**Exercise instructions:**
For the word "foreleg", state how many lines of the records include it, with no other text.

[Photo-based referring expression data]
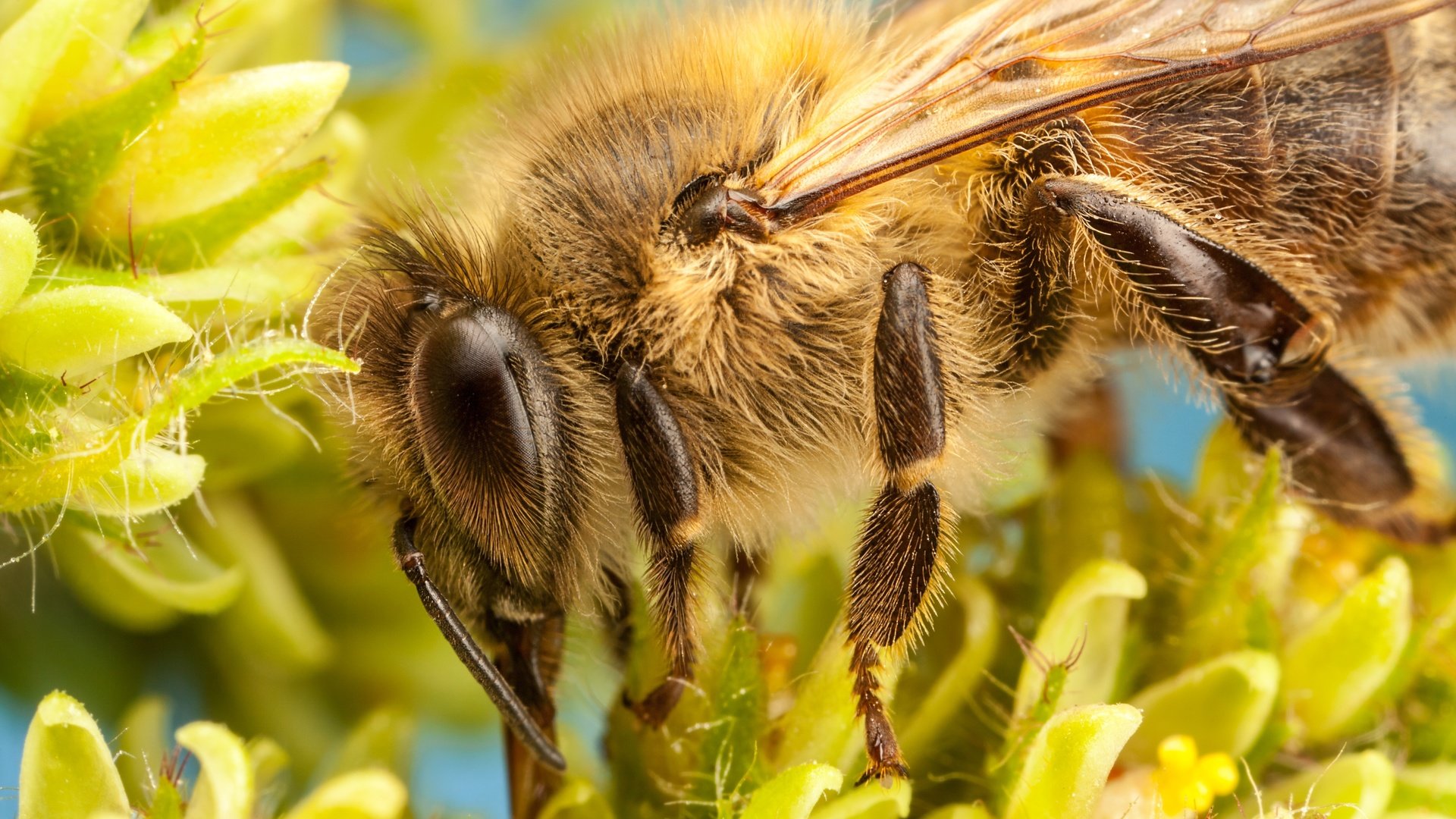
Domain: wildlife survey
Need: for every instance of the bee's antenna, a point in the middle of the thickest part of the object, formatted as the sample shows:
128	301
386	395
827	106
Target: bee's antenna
513	711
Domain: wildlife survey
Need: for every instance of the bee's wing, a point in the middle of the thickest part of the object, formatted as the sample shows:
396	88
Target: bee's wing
1008	64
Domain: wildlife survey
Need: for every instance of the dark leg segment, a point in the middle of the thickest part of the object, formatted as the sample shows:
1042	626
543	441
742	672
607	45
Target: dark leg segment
530	665
514	713
897	553
664	485
1263	347
1241	324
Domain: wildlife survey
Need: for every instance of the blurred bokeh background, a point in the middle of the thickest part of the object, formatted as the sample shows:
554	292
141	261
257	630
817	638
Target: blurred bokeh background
351	667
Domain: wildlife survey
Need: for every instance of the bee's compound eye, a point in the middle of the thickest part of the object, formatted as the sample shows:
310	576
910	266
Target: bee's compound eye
471	390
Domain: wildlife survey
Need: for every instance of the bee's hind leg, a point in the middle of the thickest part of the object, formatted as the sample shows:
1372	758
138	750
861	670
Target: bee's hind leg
902	542
1263	349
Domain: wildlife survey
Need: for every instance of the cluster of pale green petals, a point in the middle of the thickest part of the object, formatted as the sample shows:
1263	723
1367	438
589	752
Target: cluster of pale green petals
161	235
1258	664
67	771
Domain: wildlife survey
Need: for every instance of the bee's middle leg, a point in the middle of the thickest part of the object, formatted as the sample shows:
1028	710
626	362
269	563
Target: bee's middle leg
902	542
664	485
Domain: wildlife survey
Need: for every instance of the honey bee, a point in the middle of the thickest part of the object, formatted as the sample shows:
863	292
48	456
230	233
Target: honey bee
726	262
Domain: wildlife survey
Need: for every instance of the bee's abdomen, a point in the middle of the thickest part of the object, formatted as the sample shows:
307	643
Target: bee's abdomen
1346	155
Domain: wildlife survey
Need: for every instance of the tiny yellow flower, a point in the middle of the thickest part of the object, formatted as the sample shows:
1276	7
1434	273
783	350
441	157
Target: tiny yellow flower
1188	781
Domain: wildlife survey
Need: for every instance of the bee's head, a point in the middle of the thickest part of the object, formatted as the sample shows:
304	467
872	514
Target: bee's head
471	404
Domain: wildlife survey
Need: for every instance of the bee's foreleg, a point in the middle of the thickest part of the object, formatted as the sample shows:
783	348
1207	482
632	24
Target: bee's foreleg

**Exercise response:**
2